Rewrite the entries below so that each instance of "bounding box" becomes "rectangle". Leave all other text unchanged.

*-*-*

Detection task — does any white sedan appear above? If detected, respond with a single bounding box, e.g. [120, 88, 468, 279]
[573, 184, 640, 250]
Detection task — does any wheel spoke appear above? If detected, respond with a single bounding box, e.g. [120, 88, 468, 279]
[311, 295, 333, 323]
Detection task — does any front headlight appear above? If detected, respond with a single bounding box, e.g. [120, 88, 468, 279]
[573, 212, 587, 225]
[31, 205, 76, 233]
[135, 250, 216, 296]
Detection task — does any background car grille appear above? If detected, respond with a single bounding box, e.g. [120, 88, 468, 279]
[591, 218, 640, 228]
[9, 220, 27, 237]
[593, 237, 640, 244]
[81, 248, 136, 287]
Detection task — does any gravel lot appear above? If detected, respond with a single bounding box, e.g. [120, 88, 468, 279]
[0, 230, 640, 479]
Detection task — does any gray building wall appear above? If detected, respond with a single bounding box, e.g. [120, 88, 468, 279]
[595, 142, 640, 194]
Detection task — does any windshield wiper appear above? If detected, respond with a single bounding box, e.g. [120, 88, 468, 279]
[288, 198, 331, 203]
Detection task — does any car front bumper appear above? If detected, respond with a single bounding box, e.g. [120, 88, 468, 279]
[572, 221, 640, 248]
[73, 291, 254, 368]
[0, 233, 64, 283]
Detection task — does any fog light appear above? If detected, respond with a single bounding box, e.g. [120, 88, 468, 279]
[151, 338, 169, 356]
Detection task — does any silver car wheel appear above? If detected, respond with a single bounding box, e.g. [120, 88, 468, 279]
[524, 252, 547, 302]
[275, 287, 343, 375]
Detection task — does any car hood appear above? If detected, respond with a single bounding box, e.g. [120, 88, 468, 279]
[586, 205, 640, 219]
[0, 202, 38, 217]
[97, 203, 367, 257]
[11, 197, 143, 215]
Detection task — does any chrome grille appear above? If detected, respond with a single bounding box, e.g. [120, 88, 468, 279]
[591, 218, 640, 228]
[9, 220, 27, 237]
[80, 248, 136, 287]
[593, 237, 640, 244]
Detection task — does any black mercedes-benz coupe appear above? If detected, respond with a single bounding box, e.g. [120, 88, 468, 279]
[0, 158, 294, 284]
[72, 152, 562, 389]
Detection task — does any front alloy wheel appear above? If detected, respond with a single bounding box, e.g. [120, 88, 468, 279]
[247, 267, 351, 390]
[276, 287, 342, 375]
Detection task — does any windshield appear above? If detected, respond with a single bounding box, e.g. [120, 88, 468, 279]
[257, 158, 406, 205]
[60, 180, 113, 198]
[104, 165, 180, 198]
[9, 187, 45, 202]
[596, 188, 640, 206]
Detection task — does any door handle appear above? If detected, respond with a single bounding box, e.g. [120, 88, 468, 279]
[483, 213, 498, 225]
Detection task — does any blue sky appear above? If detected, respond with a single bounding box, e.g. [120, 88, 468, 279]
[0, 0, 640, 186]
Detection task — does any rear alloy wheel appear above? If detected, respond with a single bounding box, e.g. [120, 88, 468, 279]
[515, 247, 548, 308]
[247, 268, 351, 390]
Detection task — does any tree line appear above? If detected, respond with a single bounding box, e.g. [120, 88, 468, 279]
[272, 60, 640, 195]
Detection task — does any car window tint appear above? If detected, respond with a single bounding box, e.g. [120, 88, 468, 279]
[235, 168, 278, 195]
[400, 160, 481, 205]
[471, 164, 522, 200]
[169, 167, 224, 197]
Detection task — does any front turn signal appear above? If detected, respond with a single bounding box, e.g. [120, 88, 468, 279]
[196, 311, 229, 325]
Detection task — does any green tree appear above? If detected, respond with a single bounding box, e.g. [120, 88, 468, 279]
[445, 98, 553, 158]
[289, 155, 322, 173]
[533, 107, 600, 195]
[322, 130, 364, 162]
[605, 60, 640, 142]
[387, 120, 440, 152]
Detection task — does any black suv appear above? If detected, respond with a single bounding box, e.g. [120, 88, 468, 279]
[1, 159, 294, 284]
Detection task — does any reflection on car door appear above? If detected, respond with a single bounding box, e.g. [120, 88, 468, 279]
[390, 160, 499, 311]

*-*-*

● Final result
Detection task — does any white sedan appear above? If detected, respond with a single rectangle, e.g. [120, 88, 468, 279]
[573, 184, 640, 250]
Detection task — does any wheel spoke appear above? If detected, respond with a single rectangle, e.g. [120, 88, 468, 279]
[311, 295, 333, 323]
Detection task — does any front headlight appear above? If detected, respond with a single rectangle, e.g. [120, 88, 468, 279]
[573, 212, 587, 225]
[31, 205, 76, 233]
[135, 250, 216, 296]
Detection task — does any background car grille appear above? If detected, respond with a single rectangle, e.g. [120, 88, 468, 279]
[591, 218, 640, 228]
[9, 220, 27, 237]
[593, 237, 640, 244]
[81, 248, 136, 287]
Detection task — does any gravel lot appear above? If detected, respond with a single rectangle, e.g. [120, 88, 468, 279]
[0, 230, 640, 479]
Detection task — does any gray building wall appear above? If detected, respond with a single rectangle, e.g. [120, 88, 468, 279]
[595, 142, 640, 194]
Detection task — does any windshield wiper appear above? If detected, respond with a single rectangle, e.g. [120, 88, 468, 279]
[288, 198, 331, 203]
Detection task — does any car front bumper appear above? If detected, respond with a single rectangle, e.g. [120, 88, 468, 279]
[572, 221, 640, 248]
[73, 291, 254, 368]
[0, 233, 64, 283]
Detection task — does any fog light appear above? If detected, respond with a single rectangle, e.g. [120, 88, 468, 279]
[151, 338, 169, 356]
Detection task — does any silver car wheel appear above? If detected, respond with a single rectangle, e.g. [120, 88, 468, 279]
[524, 252, 547, 302]
[275, 287, 343, 375]
Detection task — does any car hood appear above? If detected, respond with a single rectangle, e.g. [120, 88, 468, 279]
[586, 205, 640, 219]
[0, 202, 38, 217]
[97, 203, 367, 257]
[11, 197, 143, 215]
Detection task — does any chrome grille appear above? If detected, respond with a single rectangle, e.g. [120, 88, 468, 279]
[591, 218, 640, 228]
[9, 220, 27, 237]
[80, 248, 136, 287]
[593, 237, 640, 244]
Detection task — does any black mercedes-benz coupe appear above? If detected, respond with a single rectangle, e.g. [120, 88, 468, 279]
[0, 158, 294, 284]
[72, 152, 562, 389]
Detection task — does any front alloy wheel appear above? If detected, respond with a single rectangle, e.g. [120, 88, 468, 279]
[247, 267, 351, 390]
[276, 287, 342, 375]
Detection task — does any windshield appear above? If detected, respond with a single rectangle, e.g. [120, 88, 468, 279]
[257, 158, 406, 205]
[60, 180, 113, 198]
[104, 165, 180, 198]
[9, 187, 45, 202]
[596, 188, 640, 206]
Detection task — does any door handle appear above? If detected, respond with a single rectangle, e.g. [120, 88, 468, 279]
[483, 213, 498, 225]
Detection task — does any blue sky appear above? If detected, respond with a single rectangle, e.g. [120, 88, 468, 279]
[0, 0, 640, 186]
Detection task — does any rear alloy wheel appear above? If detected, respond with a single rectangle, e.g. [120, 88, 468, 279]
[515, 247, 548, 308]
[247, 268, 351, 390]
Detection task — does any tree line appear above? If detected, respond with a single rectangle, e.g. [120, 88, 468, 279]
[272, 60, 640, 195]
Detection task — does any car window tint appear above? If detected, respond with a single rectangle, e.g. [120, 88, 468, 279]
[235, 168, 278, 195]
[400, 160, 481, 205]
[471, 164, 522, 200]
[169, 167, 224, 197]
Detection task — does any front turn signal appear above? If detected, respond with a single rectangle, e.g. [120, 88, 468, 279]
[196, 311, 229, 325]
Detection task — does any green tree appear above? If detected, respond with a single rectangle, e.g. [120, 88, 468, 279]
[445, 98, 553, 158]
[289, 155, 322, 173]
[533, 107, 600, 195]
[322, 130, 364, 162]
[605, 60, 640, 142]
[387, 120, 440, 152]
Detection task — does any black suv appear above? If detected, respond with a single rectangle, e.g. [120, 88, 468, 279]
[1, 159, 294, 284]
Detection task — does any reflection on car door appear above? If detected, respond with a single rectangle, e.g. [120, 88, 468, 279]
[390, 160, 499, 311]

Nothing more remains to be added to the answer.